■ Given instruction: Please change "cable" to "wire" in the lines that begin at the one containing "Spot any visible satellite dish." and stop after the one containing "[388,378,754,574]", leaving the rest of those lines as they are. Give back only those lines, without the pictures.

■ Data listing:
--- start ---

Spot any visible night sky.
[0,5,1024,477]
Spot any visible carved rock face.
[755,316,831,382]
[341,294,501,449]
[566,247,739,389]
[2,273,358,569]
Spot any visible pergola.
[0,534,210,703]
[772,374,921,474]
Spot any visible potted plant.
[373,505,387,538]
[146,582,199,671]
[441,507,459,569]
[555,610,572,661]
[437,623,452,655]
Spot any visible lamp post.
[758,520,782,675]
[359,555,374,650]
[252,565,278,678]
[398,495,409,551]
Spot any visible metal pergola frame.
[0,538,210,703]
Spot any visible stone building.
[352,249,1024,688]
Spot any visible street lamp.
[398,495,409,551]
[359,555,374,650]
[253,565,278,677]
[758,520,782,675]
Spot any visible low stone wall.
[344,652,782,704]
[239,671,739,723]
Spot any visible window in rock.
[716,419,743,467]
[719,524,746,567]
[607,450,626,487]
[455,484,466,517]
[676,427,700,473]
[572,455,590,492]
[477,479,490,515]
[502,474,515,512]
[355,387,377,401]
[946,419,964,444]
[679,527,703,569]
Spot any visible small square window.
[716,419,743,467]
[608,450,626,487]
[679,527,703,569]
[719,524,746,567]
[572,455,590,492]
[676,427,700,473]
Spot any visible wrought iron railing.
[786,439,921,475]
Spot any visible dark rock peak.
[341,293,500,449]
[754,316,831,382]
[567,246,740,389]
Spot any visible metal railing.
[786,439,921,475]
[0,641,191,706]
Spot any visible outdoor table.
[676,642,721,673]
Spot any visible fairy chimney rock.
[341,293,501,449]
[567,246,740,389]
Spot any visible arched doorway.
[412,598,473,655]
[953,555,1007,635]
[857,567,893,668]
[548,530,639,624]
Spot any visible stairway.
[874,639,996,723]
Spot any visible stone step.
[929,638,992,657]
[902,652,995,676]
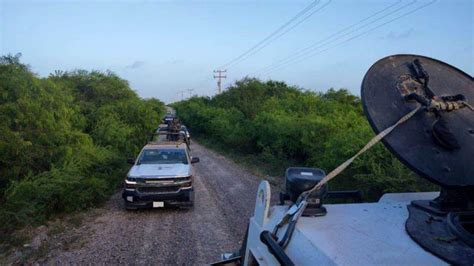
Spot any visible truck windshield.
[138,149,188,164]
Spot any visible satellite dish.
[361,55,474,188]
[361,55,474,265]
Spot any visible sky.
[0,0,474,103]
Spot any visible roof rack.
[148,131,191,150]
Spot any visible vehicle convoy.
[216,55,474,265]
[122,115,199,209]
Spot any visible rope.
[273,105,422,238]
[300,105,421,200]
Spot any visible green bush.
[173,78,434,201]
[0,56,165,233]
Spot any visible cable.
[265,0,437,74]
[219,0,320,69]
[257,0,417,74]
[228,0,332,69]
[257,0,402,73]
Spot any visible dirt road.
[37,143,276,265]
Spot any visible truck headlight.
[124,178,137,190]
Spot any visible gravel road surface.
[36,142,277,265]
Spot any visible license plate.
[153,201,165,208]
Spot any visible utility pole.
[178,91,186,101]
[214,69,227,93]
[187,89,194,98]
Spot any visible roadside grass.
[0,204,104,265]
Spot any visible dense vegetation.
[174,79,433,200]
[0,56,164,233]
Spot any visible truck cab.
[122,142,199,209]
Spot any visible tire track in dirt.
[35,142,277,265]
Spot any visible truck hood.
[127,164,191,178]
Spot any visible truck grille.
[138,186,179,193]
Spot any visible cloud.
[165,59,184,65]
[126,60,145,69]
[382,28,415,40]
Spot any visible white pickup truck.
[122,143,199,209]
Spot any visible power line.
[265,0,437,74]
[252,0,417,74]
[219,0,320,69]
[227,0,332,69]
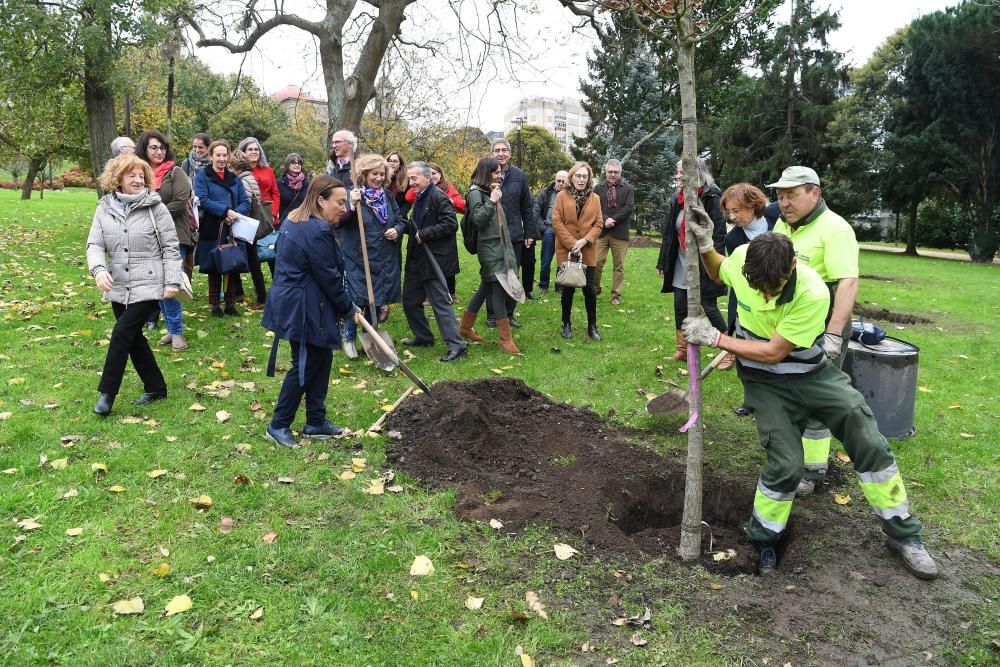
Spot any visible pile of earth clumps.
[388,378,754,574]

--- end ---
--- start ---

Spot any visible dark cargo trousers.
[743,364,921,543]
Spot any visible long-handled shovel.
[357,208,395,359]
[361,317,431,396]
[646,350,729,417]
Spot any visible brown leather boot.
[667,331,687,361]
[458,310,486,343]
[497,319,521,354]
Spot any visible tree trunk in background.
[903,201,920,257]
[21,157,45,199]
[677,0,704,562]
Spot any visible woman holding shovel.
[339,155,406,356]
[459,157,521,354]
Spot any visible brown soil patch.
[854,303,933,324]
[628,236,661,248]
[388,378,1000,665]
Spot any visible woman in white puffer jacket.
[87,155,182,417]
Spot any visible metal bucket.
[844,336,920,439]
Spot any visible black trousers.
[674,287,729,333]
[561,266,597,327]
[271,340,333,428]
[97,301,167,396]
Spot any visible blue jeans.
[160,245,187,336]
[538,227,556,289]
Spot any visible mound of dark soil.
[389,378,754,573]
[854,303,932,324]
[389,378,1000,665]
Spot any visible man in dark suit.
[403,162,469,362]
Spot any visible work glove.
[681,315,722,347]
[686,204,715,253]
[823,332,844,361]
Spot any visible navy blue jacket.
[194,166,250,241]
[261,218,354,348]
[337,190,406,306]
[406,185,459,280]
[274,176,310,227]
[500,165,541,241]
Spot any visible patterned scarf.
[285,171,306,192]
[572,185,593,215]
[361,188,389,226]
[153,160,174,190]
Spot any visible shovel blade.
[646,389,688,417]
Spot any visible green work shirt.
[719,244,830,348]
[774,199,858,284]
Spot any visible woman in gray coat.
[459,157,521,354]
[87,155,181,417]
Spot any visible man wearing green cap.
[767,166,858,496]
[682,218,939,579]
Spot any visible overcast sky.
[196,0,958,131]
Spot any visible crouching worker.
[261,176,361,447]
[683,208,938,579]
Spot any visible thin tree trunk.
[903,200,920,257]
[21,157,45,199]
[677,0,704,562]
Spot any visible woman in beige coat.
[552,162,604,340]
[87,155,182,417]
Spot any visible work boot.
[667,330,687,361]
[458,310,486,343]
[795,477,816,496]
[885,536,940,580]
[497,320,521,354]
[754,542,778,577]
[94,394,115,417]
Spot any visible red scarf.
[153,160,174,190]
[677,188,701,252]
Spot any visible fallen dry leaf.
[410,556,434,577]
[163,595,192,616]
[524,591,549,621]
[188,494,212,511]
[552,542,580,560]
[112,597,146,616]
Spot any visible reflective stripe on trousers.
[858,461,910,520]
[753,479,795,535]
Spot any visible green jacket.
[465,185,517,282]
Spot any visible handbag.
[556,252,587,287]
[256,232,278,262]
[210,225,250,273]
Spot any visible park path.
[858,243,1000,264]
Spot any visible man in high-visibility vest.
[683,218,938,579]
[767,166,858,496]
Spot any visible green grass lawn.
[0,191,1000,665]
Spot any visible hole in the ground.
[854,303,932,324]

--- end ---

■ Exercise solution:
Spot any visible satellite dish.
[361,55,474,188]
[361,55,474,265]
Spot any visible sky.
[0,0,474,103]
Spot any visible roof rack.
[148,131,191,150]
Spot any visible vehicle convoy.
[216,55,474,265]
[122,115,199,209]
Spot any visible rope.
[273,105,422,238]
[300,105,421,200]
Spot any visible green bush.
[173,78,434,201]
[0,56,165,233]
Spot any visible wire.
[265,0,437,74]
[219,0,320,69]
[257,0,417,74]
[228,0,332,69]
[257,0,402,73]
Spot any visible dirt road.
[37,143,276,265]
Spot any visible truck headlight.
[124,178,137,190]
Spot any visible gravel road surface.
[36,142,277,265]
Spot any visible license plate.
[153,201,165,208]
Spot any visible utility pole.
[178,91,186,101]
[214,69,227,93]
[187,89,194,98]
Spot any visible roadside grass.
[0,204,104,265]
Spot any visible dense vegetation.
[174,79,433,200]
[0,56,164,233]
Spot any visible truck cab.
[122,142,199,209]
Spot any visible tire track in dirt.
[35,142,277,265]
Spot any visible truck hood.
[127,164,191,178]
Spot any visible truck grille.
[138,186,179,193]
Spot any visible cloud.
[165,59,184,65]
[126,60,145,69]
[382,28,415,40]
Spot any visible white pickup truck.
[122,143,199,209]
Spot any visible power line.
[265,0,437,74]
[252,0,417,74]
[219,0,320,69]
[227,0,332,69]
Spot any visible pile of earth clumps.
[388,378,754,574]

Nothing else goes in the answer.